-- BEGIN Supplied material --

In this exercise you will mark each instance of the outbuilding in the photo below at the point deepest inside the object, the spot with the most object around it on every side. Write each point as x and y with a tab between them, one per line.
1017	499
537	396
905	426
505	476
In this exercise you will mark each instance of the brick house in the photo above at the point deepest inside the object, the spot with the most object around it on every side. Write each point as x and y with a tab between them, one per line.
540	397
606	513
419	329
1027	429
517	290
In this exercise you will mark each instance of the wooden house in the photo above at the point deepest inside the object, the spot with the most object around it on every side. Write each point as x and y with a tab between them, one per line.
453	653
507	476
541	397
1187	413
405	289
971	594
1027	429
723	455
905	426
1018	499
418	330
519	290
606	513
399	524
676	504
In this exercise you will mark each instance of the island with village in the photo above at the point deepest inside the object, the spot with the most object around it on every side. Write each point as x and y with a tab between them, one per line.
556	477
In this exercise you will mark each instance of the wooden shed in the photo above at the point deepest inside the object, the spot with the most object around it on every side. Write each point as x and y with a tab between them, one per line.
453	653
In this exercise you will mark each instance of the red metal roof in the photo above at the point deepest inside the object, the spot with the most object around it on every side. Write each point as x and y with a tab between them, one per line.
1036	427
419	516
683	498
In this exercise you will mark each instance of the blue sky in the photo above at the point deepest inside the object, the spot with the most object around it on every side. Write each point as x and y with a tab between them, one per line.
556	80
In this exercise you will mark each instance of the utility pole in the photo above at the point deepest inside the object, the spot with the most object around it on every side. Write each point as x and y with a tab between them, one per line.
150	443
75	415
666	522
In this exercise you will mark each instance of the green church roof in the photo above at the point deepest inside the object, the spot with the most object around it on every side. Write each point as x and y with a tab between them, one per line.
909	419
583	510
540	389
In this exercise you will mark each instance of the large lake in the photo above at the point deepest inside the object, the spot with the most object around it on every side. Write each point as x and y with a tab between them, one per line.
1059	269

-- END Supplied material --

Begin at the line that contains "In this exercise you will mark each instance of the utility" and continue through the end of the listing. Rewrite those lines with "large lake" replaced by "mountain lake", changing nothing else.

Final result:
In this exercise you will mark each instance of the utility pole in the photo above at the point deepest inside the object, the spot with the most object around it on every side. Write each point as x and y with a tab between them, one per line.
150	443
75	415
666	522
In this exercise you will mark each instance of the green church roof in the photo above at the point deepest inside the object, the spot with the most object around it on every side. Write each point as x and y with a tab between them, one per line.
909	419
583	510
540	389
In this exercise you will mark each instance of the mountain lake in the photo above at the point deepest inside the object, the spot with the most object around it on every side. Write each point as x and y with a tab between them, one per line.
1059	269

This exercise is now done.